_Testo da leggere_:

Nei primi secoli dell'era cristiana, dapprima nel Vicino Oriente e successivamente in Europa, circolava una gran quantità delle suddette immagini (sovente dei falsi prodotti ad arte). Di tutte queste opere, tre sono giunte sino a noi: una si trova a Genova e le altre a Roma e Manoppello.
Parliamo dell'immagine conservata a Genova, nel convento di San Bartolomeo degli Armeni, si racconta che questo ritratto fu donato dall'imperatore bizantino Giovanni il Paleologo a Leonardo Montaldo, doge di Genova, che si era guadagnato la sua stima per il suo impegno nella lotta contro i Turchi. Nello specifico, detta immagine è un ritratto del volto di Cristo, simmetrico e caratterizzato da un'impostazione formale bizantina, anche se, sinceramente, una lettura critica oggettiva sembra difficile, data la patina scura che ricopre la spessa stesura della vernice della tavola, che misura 28,7 X 17,3 cm,
Nel 1384, l'icona, a seguito della morte per peste del doge, fu ereditata dal monastero di San Bartolomeo degli Armeni; godette immediatamente della devozione popolare, a tal punto che, quando nel 1507 fu trafugata, oltre ventimila persone si raccolsero in preghiera per ottenerne la restituzione. Due anni dopo, l'icona tornò nella sua sede.
All'osservazione, questa raffigurazione si presenta come un'immagine dipinta su un foglio dorato, sotto il quale una più attenta analisi ha rilevato la presenza di una sottile tela. La collocazione del tessuto al di sotto della lamina dorata ha fatto pensare in un primo tempo all'esistenza di una primitiva immagine (acheropita?), mascherata dalla pittura a tempera.
Gli esperti, osservando le indicazioni fornite dal complesso della cornice (che rimanda all'oreficeria bizantina) ritengono che l'opera risalga al XIII secolo.
È protetta da cornici del XVII e XVIII secolo che avvolgono quelle di età paleologa (XIV secolo), in argento dorato che, nel centro, si conforma intorno al volto di Cristo seguendone il perimetro; negli angoli in alto vi sono il monogramma di Cristo e una scritta in greco che significa "il santo Mandilio" .

(Record del dataset di segmentazione)
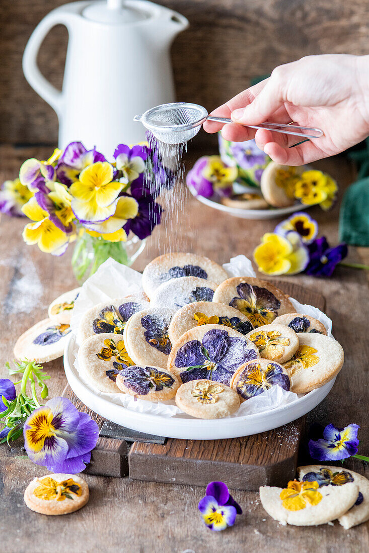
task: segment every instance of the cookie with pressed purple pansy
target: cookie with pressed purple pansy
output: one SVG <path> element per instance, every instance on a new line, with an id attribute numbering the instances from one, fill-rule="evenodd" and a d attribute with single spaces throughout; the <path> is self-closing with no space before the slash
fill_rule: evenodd
<path id="1" fill-rule="evenodd" d="M 74 303 L 80 291 L 80 287 L 74 288 L 74 290 L 70 290 L 68 292 L 65 292 L 62 295 L 58 296 L 52 301 L 48 310 L 48 315 L 50 319 L 57 322 L 69 325 L 74 307 Z"/>
<path id="2" fill-rule="evenodd" d="M 278 315 L 296 311 L 286 294 L 271 283 L 252 276 L 224 280 L 217 288 L 213 301 L 238 310 L 255 328 L 270 325 Z"/>
<path id="3" fill-rule="evenodd" d="M 181 276 L 196 276 L 219 284 L 228 277 L 223 267 L 194 253 L 167 253 L 148 264 L 142 273 L 142 286 L 148 297 L 164 282 Z"/>
<path id="4" fill-rule="evenodd" d="M 182 384 L 177 390 L 176 403 L 187 415 L 197 419 L 222 419 L 239 407 L 238 394 L 226 384 L 202 379 Z"/>
<path id="5" fill-rule="evenodd" d="M 180 276 L 161 284 L 153 293 L 150 305 L 178 311 L 194 301 L 212 301 L 217 286 L 197 276 Z"/>
<path id="6" fill-rule="evenodd" d="M 338 521 L 345 530 L 369 520 L 369 480 L 362 474 L 341 467 L 330 467 L 325 465 L 310 465 L 299 467 L 297 469 L 299 480 L 303 482 L 315 481 L 319 488 L 345 486 L 348 482 L 355 482 L 358 486 L 358 495 L 353 507 L 339 518 Z"/>
<path id="7" fill-rule="evenodd" d="M 264 325 L 246 336 L 257 346 L 261 357 L 278 363 L 290 359 L 299 347 L 297 334 L 285 325 Z"/>
<path id="8" fill-rule="evenodd" d="M 166 367 L 172 349 L 168 329 L 174 313 L 172 309 L 150 307 L 130 319 L 123 337 L 136 364 Z"/>
<path id="9" fill-rule="evenodd" d="M 70 337 L 69 325 L 44 319 L 19 336 L 14 347 L 16 359 L 47 363 L 61 357 Z"/>
<path id="10" fill-rule="evenodd" d="M 78 350 L 78 364 L 87 380 L 108 393 L 121 390 L 115 380 L 117 374 L 135 362 L 127 352 L 120 334 L 95 334 L 83 342 Z"/>
<path id="11" fill-rule="evenodd" d="M 131 294 L 110 301 L 104 301 L 88 309 L 81 318 L 78 327 L 78 343 L 81 343 L 86 338 L 95 334 L 105 332 L 123 334 L 130 317 L 149 306 L 149 302 L 145 299 L 146 298 L 144 293 Z"/>
<path id="12" fill-rule="evenodd" d="M 256 359 L 242 365 L 230 380 L 230 387 L 239 394 L 241 401 L 262 394 L 273 386 L 289 391 L 288 373 L 281 365 L 268 359 Z"/>
<path id="13" fill-rule="evenodd" d="M 220 325 L 191 328 L 173 344 L 167 368 L 180 382 L 205 379 L 229 385 L 239 367 L 260 357 L 240 332 Z"/>
<path id="14" fill-rule="evenodd" d="M 327 335 L 327 329 L 322 322 L 302 314 L 286 313 L 275 319 L 272 325 L 285 325 L 295 332 L 316 332 Z"/>
<path id="15" fill-rule="evenodd" d="M 172 343 L 184 332 L 203 325 L 221 325 L 246 335 L 253 328 L 247 317 L 237 309 L 214 301 L 194 301 L 177 311 L 169 326 Z"/>
<path id="16" fill-rule="evenodd" d="M 122 392 L 148 401 L 171 399 L 179 386 L 177 377 L 166 369 L 145 365 L 124 369 L 115 382 Z"/>

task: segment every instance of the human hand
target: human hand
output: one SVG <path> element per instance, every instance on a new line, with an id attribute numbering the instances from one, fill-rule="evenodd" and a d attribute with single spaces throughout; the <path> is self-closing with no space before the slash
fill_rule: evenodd
<path id="1" fill-rule="evenodd" d="M 270 77 L 240 92 L 211 115 L 234 123 L 206 121 L 205 131 L 222 129 L 226 140 L 255 138 L 257 145 L 282 165 L 300 165 L 334 155 L 369 134 L 369 56 L 309 56 L 280 65 Z M 324 135 L 295 148 L 298 137 L 255 131 L 239 123 L 289 123 L 321 128 Z"/>

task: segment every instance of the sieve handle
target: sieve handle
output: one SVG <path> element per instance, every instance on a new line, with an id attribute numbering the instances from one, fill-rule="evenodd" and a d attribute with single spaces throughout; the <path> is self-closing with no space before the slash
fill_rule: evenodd
<path id="1" fill-rule="evenodd" d="M 208 115 L 206 118 L 209 121 L 216 121 L 217 123 L 235 122 L 232 121 L 232 119 L 228 119 L 227 117 L 213 117 Z M 321 129 L 314 128 L 311 127 L 300 127 L 299 125 L 291 125 L 284 123 L 260 123 L 259 125 L 245 125 L 244 123 L 237 123 L 237 124 L 242 124 L 243 127 L 249 127 L 251 129 L 266 129 L 273 133 L 282 133 L 283 134 L 292 134 L 293 136 L 296 137 L 303 136 L 306 137 L 306 138 L 319 138 L 320 137 L 322 137 L 324 134 Z M 304 132 L 294 132 L 290 130 L 291 129 L 307 131 L 310 132 L 310 134 L 308 134 Z"/>

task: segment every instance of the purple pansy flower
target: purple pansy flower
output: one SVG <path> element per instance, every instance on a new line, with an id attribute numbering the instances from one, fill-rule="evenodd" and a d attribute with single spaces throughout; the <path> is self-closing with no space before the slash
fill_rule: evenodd
<path id="1" fill-rule="evenodd" d="M 336 428 L 329 424 L 324 429 L 323 438 L 309 440 L 310 456 L 318 461 L 340 461 L 357 453 L 359 441 L 357 424 L 349 424 L 345 428 Z"/>
<path id="2" fill-rule="evenodd" d="M 325 236 L 308 244 L 310 260 L 305 269 L 306 274 L 330 276 L 337 265 L 347 255 L 347 246 L 340 244 L 330 248 Z"/>
<path id="3" fill-rule="evenodd" d="M 185 368 L 180 373 L 182 382 L 206 379 L 229 385 L 238 367 L 257 357 L 257 352 L 245 340 L 229 336 L 226 330 L 213 329 L 204 335 L 202 343 L 190 340 L 179 348 L 175 365 Z"/>
<path id="4" fill-rule="evenodd" d="M 64 150 L 55 168 L 58 180 L 70 186 L 78 180 L 79 174 L 86 167 L 97 161 L 106 161 L 95 148 L 86 150 L 81 142 L 71 142 Z"/>
<path id="5" fill-rule="evenodd" d="M 24 447 L 36 465 L 52 472 L 76 474 L 89 463 L 99 427 L 66 398 L 54 398 L 35 409 L 23 429 Z"/>
<path id="6" fill-rule="evenodd" d="M 221 482 L 208 484 L 205 497 L 199 502 L 198 509 L 206 526 L 215 531 L 233 526 L 236 515 L 242 513 L 242 509 L 229 493 L 228 487 Z"/>

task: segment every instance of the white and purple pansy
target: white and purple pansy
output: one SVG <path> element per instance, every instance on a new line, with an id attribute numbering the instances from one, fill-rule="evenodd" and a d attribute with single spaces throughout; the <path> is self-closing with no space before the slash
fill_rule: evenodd
<path id="1" fill-rule="evenodd" d="M 202 342 L 190 340 L 179 348 L 175 366 L 183 383 L 192 380 L 216 380 L 229 385 L 230 378 L 241 365 L 256 359 L 258 354 L 243 338 L 230 336 L 226 330 L 213 328 Z"/>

_Obiettivo_: Prosegua il testo sull'immagine del volto di Cristo custodita a Genova, riprendendo subito dopo la sua ultima frase.

_Risposta_:
Nella fascia esterna della cornice sono presenti dieci formelle sbalzate e cesellate, sulle quali sono raffigurate le vicende del Santo Volto (in base alla tradizione agiografica e apocrifa che mette in relazione l'acheropita al miracolo compiuto da Cristo quando inviò al re Abgar di Edessa un panno - mandilion in greco- col suo volto impresso: il contatto con quel santo tessuto determinò la guarigione del sovrano).
Troviamo un'altra immagine acheropita: quella "della Veronica", formalmente diversa da quella genovese e contrassegnata da una storia a dir poco leggendaria (ma che invece sia veritiera?).
Nello specifico, secondo la tradizione, fu la Veronica in persona a portare la reliquia a Roma: da allora quel santo e misterioso fazzoletto mai più abbandonò l'Urbe, trovando una definitiva collocazione in San Pietro. Secondo le varie eversioni apocrife, la Veronica si trovava a Roma perché invitata da un imperatore pagano desideroso di conoscere i poteri taumaturgici della reliquia. Nella fattispecie, sembra che detta reliquia si trovasse a Roma per guarire l'imperatore Tiberio dalla lebbra.
Una "Veronica" è conservata nella cappella Matilde del Vaticano, mentre un'altra analoga è conservata al Museo di Storia dell'Arte di Vienna.
Nella tradizione devozionale, è il Volto di Roma ad essere considerato autentico: è ivi presente dal X secolo e in un documento del 1018 è indicato come "Beronica".
L'affermarsi del culto causò anche un vastissimo diffondersi di riproduzioni che, come nel caso della Sindone, se da un lato hanno favorito la devozione nei confronti della santa reliquia, dall'altra possono altresì aver prodotto una certa confusione nei ricercatori.
Il Velo della Veronica fu distrutto in occasione del Sacco di Roma, come possiamo leggere da due lettere private inviate dalla duchessa di Urbino il 14 e il 21 maggio 1527 a un non meglio identificato "Messer Urbano" e da una lettera del cardinale Salviati dell'8 giugno 1527. Ciò benché in questo caso siamo ai limiti della "urban legend", visto che altre fonti darebbero altra versione.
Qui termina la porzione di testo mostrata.